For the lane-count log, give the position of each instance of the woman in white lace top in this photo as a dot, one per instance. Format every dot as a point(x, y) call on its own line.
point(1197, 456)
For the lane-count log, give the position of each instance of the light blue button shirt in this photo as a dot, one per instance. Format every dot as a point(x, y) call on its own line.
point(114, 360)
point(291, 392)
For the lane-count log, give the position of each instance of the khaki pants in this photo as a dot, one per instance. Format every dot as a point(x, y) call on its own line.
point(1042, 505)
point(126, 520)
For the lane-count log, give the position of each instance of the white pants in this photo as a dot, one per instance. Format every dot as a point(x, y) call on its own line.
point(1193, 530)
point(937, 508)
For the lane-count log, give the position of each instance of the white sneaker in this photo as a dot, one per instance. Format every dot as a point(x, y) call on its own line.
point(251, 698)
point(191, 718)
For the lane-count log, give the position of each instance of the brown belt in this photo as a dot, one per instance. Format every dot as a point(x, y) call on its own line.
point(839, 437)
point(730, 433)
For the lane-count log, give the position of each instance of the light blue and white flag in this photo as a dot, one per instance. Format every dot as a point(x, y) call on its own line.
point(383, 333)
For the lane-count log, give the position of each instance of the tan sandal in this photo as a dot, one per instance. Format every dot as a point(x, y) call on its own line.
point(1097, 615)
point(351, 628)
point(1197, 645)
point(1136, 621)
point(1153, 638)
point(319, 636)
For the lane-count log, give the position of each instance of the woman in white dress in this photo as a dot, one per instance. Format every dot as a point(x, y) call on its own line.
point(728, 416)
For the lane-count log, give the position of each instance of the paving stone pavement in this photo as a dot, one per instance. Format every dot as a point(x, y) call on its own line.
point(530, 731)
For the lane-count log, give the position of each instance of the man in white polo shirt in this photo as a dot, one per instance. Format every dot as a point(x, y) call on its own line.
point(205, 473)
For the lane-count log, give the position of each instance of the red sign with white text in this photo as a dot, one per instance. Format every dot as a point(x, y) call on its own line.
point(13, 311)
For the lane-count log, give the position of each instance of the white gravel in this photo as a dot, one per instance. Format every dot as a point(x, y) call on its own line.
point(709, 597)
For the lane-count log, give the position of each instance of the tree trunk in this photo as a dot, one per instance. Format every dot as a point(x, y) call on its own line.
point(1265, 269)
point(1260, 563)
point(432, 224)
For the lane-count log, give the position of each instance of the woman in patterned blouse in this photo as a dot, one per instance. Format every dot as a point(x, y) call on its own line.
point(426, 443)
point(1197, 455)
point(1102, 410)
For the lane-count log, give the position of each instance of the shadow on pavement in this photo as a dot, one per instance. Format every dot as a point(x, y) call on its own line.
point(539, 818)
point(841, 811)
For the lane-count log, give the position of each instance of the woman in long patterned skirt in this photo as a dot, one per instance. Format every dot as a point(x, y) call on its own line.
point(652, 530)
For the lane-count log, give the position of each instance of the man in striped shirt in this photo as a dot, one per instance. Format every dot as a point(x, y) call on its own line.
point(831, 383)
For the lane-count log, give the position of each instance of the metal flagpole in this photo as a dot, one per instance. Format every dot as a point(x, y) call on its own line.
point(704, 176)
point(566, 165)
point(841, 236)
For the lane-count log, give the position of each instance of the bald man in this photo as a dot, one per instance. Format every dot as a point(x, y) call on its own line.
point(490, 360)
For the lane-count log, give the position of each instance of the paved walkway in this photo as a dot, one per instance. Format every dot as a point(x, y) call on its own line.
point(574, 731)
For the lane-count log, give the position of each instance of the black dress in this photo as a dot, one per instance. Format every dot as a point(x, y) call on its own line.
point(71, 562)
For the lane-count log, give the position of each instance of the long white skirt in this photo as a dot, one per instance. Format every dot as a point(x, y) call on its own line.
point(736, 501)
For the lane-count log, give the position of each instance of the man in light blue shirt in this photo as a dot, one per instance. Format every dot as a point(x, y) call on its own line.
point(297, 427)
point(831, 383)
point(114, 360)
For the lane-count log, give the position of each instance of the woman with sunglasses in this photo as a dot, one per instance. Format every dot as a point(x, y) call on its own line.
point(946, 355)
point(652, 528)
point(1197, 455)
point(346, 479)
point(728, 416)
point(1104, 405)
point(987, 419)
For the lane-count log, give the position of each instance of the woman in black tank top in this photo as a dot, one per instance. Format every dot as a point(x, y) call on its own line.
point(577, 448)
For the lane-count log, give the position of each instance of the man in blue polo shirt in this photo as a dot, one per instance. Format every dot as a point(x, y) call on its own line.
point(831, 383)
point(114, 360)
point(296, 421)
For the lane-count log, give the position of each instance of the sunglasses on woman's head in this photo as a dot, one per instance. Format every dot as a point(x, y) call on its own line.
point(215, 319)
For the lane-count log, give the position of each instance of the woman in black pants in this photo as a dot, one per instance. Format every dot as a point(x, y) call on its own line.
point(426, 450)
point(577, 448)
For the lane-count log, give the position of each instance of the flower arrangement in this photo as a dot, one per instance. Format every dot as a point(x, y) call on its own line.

•••••

» TASK TO COMPLETE
Copy all of the lines above word for word.

» THE REPLY
For the lane-count log, give the position of each instance of the woman in white lace top in this photo as a dot, one per instance. Format every dot as a point(x, y) call on its own line.
point(1197, 456)
For the lane-count log, give the position of each instance of the light blue button shirt in this photo as a dot, one per instance. Format every dot as a point(x, y) call on its own line.
point(114, 360)
point(291, 392)
For the lane-count log, give the position of each instance of the khaki pants in this photo as a dot, one per instance. Format every dot as a point(x, y) call on its own line.
point(1042, 505)
point(126, 520)
For the lane-count log, give the position of each instance of the white pants in this photo as a dot, one per instance. Format every dot as a point(x, y) call on its own line.
point(1193, 530)
point(937, 508)
For the lane-count log, give the position of each instance of the white sneaker in this photo as a dot, one per instance. Format every dot as a point(x, y) call on its own line.
point(251, 698)
point(191, 718)
For the lane-count log, give the position of each instance of the brown belt in this photo as a dot, one per instance. Format every dot as a point(x, y) call on its own line.
point(839, 437)
point(730, 433)
For the lane-count log, give the position of each instance of the light blue and white flag in this photo as a dot, one per instance. Format every dot as a point(x, y) call on its own line.
point(383, 333)
For the lane-count log, give the position of each instance of the tan sandal in this photo as a dot, one per instance. Format every dot as a point(x, y) call on its own line.
point(1097, 615)
point(351, 628)
point(1197, 645)
point(1136, 621)
point(1153, 638)
point(319, 636)
For the lane-count log, give the position of each instance of the woman in white dress in this photo as a dot, one per instance. Format every dot as a point(x, y) call on its own line.
point(728, 416)
For the lane-count log, give the position of each instance of the paving stone pavement in this photo as a dot, one per instance. Format every dot as a point(x, y) call on its own line.
point(530, 731)
For the lane-count log, give the position of each instance of the man in white polo shirt in this photo as a dot, one per instance. Format every dot as a point(x, y) call on its own line.
point(205, 473)
For the lane-count log, give the position of each instance of the red sign with white text in this photo as a dot, one per instance. Format every dot as a point(x, y) call on its own line.
point(13, 311)
For the lane-count log, give the position of each instance of the white gravel in this photo as a dot, one per instance. Format every dot as a point(x, y) call on its own line.
point(709, 597)
For the lane-count log, give the position of each instance of the tree trunk in this photo as a dot, one per instance. Format every dot as a point(x, y) call on its own line.
point(1265, 269)
point(1260, 563)
point(432, 224)
For the lane-count log, give the position of each instance of the woman in patterned blouse in this photo as a dot, one per instance. Format every dot as a point(x, y) call on its own line.
point(426, 443)
point(1197, 455)
point(1102, 410)
For the lane-count log, give the position of each instance of the shadow on pavement in this photo as a dot, one per instance. Format every dot as a point(x, y) call on its own line.
point(539, 818)
point(841, 811)
For the lane-count log, give the position of each instance of the woman in long patterned skirt in this photo as a dot, one per instance. Format every dot as a point(x, y) call on its own line.
point(652, 530)
For the lane-count log, give the position of each instance of the man in striped shirt in this photo as a dot, one per instance. Format every dot as a point(x, y) call on its own line.
point(831, 383)
For the lane-count log, give the position of each instance of the metal flagpole in this photo as a dot, one per instance. Format every dot as a point(x, y) call on its own line.
point(704, 176)
point(566, 165)
point(841, 236)
For the lane-count log, give the position of each instance of the bald man in this photo as a dot, one per instance. Format every dot as a point(x, y) call on its own line.
point(490, 360)
For the lane-count log, give the position of each instance of the paved walkway in this photo as a dot, one per instance. Format every dot as a point(x, y) call on its own line.
point(574, 731)
For the lane-count log, give the position of each instance of the black dress in this photo as a dot, one per instance. Format every dot as a point(x, y) call on its own line.
point(71, 562)
For the lane-count log, give the position of each instance of the long white skirt in this photo as a dot, one per instance. Format every dot as a point(x, y) call on its own line.
point(736, 501)
For the lane-count log, give the position of each instance of the man in light blue shirt in this photo as a dot, one per instance. Format every dot as a point(x, y) call on its own line.
point(297, 427)
point(831, 383)
point(114, 360)
For the lane-count log, give the position of each instance of the woman with sunglasses in this photo as a dot, one per instance. Format every dot as a point(x, y) call on its own line.
point(946, 355)
point(652, 528)
point(1197, 455)
point(346, 479)
point(728, 416)
point(1104, 405)
point(987, 419)
For the lane-count log, give the position of each instance of the woman in black tank top in this photo as a dot, one per instance. Format every dot as a point(x, y) call on its own line.
point(577, 448)
For the lane-count log, give the position of each instance of the man in blue polo shirt in this photo as a dot, one per instance. Format every dot as a point(x, y) call on its own line.
point(831, 383)
point(114, 360)
point(296, 421)
For the lane-count log, give the position of each instance of the sunglasses on woman's head in this photo as a dot, one per instance. Format every dot as a point(x, y) call on its own line.
point(215, 319)
For the lane-count log, give the position of each instance of the woman in black pants in this photo as a dot, one per instance. Format every dot as a point(x, y) call on its own line.
point(426, 450)
point(577, 448)
For the lane-count log, give the position of each instance of the flower arrangement in this photo as a dot, one per instance. Format every dot as a point(x, y) call on its own line.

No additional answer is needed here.